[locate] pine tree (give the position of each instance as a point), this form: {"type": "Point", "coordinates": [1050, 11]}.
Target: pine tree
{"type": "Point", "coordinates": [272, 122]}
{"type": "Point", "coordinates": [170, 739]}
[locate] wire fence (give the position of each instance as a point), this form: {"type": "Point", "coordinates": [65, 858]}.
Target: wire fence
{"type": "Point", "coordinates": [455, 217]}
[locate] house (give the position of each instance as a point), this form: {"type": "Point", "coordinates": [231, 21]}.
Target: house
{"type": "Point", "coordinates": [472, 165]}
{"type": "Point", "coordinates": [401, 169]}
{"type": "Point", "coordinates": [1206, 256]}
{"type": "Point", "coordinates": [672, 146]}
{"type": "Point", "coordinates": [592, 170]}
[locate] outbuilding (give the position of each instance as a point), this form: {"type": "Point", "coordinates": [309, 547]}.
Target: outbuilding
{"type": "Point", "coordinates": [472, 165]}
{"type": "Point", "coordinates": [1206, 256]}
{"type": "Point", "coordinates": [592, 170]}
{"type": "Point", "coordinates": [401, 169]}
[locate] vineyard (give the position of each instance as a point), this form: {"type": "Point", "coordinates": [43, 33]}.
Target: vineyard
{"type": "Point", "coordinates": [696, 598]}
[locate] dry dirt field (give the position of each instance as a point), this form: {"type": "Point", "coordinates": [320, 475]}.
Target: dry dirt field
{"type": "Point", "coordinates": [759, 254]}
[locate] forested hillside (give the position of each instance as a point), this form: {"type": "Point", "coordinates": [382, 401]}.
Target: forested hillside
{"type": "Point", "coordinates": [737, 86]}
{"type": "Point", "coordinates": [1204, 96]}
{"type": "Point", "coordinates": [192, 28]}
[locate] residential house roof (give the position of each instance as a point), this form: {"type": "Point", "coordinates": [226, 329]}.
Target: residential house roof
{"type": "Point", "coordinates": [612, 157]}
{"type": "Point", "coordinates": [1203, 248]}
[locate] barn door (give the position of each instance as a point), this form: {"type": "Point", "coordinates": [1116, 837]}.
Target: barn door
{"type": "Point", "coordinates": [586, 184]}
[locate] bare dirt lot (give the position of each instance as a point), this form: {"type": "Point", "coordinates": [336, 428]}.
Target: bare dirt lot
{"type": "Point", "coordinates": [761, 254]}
- - - -
» **SET EXERCISE**: Write out the records above again, keeping each one identical to the original.

» **PROBLEM SOLUTION**:
[locate] pine tree (give the position of each instance as a point), this form: {"type": "Point", "coordinates": [1050, 11]}.
Target: pine tree
{"type": "Point", "coordinates": [272, 122]}
{"type": "Point", "coordinates": [170, 739]}
[locate] wire fence (give the position of each instance as a point), this form: {"type": "Point", "coordinates": [65, 858]}.
Target: wire fence
{"type": "Point", "coordinates": [455, 217]}
[locate] house (give the position of each instance as a point), this form: {"type": "Point", "coordinates": [231, 21]}.
Target: house
{"type": "Point", "coordinates": [472, 165]}
{"type": "Point", "coordinates": [401, 169]}
{"type": "Point", "coordinates": [1206, 256]}
{"type": "Point", "coordinates": [672, 146]}
{"type": "Point", "coordinates": [592, 170]}
[locate] outbuilding (give the position of each instance as a point), this form: {"type": "Point", "coordinates": [309, 547]}.
Target: outbuilding
{"type": "Point", "coordinates": [472, 165]}
{"type": "Point", "coordinates": [1206, 256]}
{"type": "Point", "coordinates": [592, 170]}
{"type": "Point", "coordinates": [401, 169]}
[locate] vineyard (give the position of each instance as a point), this form: {"type": "Point", "coordinates": [43, 33]}.
Target: vineyard
{"type": "Point", "coordinates": [696, 598]}
[locate] dry dirt field (give the position of each instance as a point), this form: {"type": "Point", "coordinates": [320, 475]}.
Target: dry dirt field
{"type": "Point", "coordinates": [759, 254]}
[locate] forested hillside (give the position of each instance as a point), this form: {"type": "Point", "coordinates": [382, 401]}.
Target: forested hillside
{"type": "Point", "coordinates": [737, 86]}
{"type": "Point", "coordinates": [1204, 96]}
{"type": "Point", "coordinates": [192, 28]}
[locate] residential house roof (give the position of each instance as a point), this form: {"type": "Point", "coordinates": [226, 329]}.
Target: residential house roof
{"type": "Point", "coordinates": [612, 157]}
{"type": "Point", "coordinates": [1203, 248]}
[locate] barn door (give the position of each instance as a point), this form: {"type": "Point", "coordinates": [1116, 837]}.
Target: barn door
{"type": "Point", "coordinates": [586, 184]}
[locate] bare dirt lot (give the position of each instance as a point), this form: {"type": "Point", "coordinates": [336, 428]}.
Target: bare dirt lot
{"type": "Point", "coordinates": [761, 254]}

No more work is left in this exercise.